--- THE TASK ---
In the Food Not Bombs essay, please name the street where the Food Not Bombs House was located when the writer turned to it for food and support.

··· QUOTED PASSAGE ···

I feel eternally indebted to Food Not Bombs, and so have offered my tiny Santa Rosa kitchen as a community cooking site on countless Sundays for over six years. After leaving an unhealthy relationship in 2002, I found myself homeless with two little girls, then ages two and six, in tow. With no nearby family and a bank account gutted by my drug-addicted ex, the only place I knew I could turn for food and support was the Food Not Bombs House, which was then located on South E Street in Santa Rosa.

This is where my daughters learned to cook and began to understand the value and importance of community. I spent Sundays tearing bread apart for stuffing, slicing onions until my eyes nearly bled and talking smack about racist cops, the pending war in Iraq and the latest gossip about which Earth First! activist was sleeping with which bass-playing punk rocker and who had sold out by dating a corporate accountant.

Now in my own home across town, I never know who or what to expect as I hear that first knock on the door each Sunday around 2pm. Some days, it's a group of young SRJC students, grasping banjos, Foucault tucked under arms, just starving for talk of revolution. Other days, it's a neighbor and his children who come to cook with me as we share parental anecdotes and laugh over our backyard chickens. In one sense, I have grown from a young and eager revolutionary to being a pseudo-historian, weaving my radical opinions and personal experiences into stories that are shared while slicing zucchini or opening a gazillion cans of tomato sauce for a very creative minestrone soup.

Quite often, the produce is the last element to make an appearance. This is usually a result of poor communication on the FNB listserv. Some sweet soul—whoever has a car—is enlisted to dart across town to Community Market and snatch the crates of produce they have so kindly saved for us. Upon return, the driver's efforts are met with excitement or amusement. What exactly does one do with eight pounds of okra, 16 cucumbers and two crates of browning romaine? Or what happens when some well-meaning farmer donates 20 cases of rotting corn? The romaine is stripped to its core while the corn is picked through and the remaining, bug-infested ears are buried in the backyard.

Sure, there's a Food Not Bombs handbook that can help guide cooks through food salvaging and preparation, but after nearly two decades of FNB volunteers whipping up and serving food to hungry mouths in Sonoma County, recipes have been passed down through the generations of activists much like elder Italian women share kitchen wisdom with grandchildren. Each time the cooking changes locations, a new seasoning is discovered. At my house, the rosemary stuffing would be accompanied by curried mashed potatoes. Across town, the potatoes are heavy with fresh garlic and the stuffing is covered with onion salt.

On a recent Sunday, the lucky hens cluck gleefully at the wilted dinosaur kale we've tossed to them and we roll up our sleeves and get to work. The CD has been switched over to a mix of the Coup and Animal Collective as laughter and steam intermingle in my overcrowded, tiny cooking space; mushroom stems are scattered over the table, squishy tomatoes leak juice down cutting boards and across countertops. As always, we focus on basics, lucky to have purchased an obscene amount of organic brown rice from the Redwood Empire Food Bank that will serve as a filler for the soup we've got boiling away on the stovetop.

··· DATASET EXTRACT ···

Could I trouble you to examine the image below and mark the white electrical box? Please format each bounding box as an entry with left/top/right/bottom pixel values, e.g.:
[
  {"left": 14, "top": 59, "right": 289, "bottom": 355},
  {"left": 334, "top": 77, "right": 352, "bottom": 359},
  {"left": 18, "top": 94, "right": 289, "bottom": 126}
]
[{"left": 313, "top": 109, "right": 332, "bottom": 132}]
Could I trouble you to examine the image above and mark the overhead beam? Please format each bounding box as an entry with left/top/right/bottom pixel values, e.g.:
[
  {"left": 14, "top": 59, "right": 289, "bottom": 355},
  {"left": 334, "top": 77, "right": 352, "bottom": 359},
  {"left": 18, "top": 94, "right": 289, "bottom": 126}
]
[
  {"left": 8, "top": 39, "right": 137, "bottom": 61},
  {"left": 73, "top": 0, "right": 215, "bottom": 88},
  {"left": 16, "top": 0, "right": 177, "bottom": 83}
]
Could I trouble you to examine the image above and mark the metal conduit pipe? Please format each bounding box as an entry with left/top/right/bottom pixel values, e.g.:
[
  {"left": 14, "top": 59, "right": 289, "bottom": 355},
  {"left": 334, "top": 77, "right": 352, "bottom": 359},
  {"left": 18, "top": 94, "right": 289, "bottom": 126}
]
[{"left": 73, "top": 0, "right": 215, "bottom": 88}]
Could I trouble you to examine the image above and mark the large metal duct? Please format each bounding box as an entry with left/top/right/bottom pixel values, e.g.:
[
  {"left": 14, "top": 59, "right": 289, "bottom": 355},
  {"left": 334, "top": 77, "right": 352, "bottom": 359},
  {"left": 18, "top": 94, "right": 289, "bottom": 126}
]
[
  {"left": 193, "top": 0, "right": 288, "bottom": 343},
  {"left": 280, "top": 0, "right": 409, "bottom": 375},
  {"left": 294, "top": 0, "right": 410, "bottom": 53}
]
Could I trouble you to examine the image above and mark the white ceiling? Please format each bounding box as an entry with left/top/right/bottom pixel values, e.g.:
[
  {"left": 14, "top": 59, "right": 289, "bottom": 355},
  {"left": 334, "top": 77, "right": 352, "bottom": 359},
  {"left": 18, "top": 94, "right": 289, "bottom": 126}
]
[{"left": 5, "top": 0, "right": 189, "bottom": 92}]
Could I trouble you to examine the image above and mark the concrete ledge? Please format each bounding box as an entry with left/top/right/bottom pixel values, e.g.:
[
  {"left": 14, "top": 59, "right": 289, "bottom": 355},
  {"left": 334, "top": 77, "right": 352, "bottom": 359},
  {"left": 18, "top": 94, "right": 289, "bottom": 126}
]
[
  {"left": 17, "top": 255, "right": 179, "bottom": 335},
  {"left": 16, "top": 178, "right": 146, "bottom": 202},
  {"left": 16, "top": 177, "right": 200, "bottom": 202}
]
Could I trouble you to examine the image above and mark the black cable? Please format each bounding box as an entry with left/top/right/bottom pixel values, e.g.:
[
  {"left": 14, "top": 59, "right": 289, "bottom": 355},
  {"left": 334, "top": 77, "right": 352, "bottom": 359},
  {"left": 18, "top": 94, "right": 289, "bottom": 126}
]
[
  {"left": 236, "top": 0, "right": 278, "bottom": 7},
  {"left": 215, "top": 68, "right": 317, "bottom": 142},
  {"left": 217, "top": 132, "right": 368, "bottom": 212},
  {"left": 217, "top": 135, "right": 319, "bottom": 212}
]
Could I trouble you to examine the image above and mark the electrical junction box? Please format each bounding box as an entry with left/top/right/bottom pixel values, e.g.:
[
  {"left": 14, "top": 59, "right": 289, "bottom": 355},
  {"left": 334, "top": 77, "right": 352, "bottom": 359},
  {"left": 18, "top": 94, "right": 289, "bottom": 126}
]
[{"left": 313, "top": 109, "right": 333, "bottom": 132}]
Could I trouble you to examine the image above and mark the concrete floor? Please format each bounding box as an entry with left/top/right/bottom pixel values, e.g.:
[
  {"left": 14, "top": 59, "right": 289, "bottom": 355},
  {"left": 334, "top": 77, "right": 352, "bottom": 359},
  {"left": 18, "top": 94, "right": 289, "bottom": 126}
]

···

--- WRITTEN ANSWER ---
South E Street in Santa Rosa.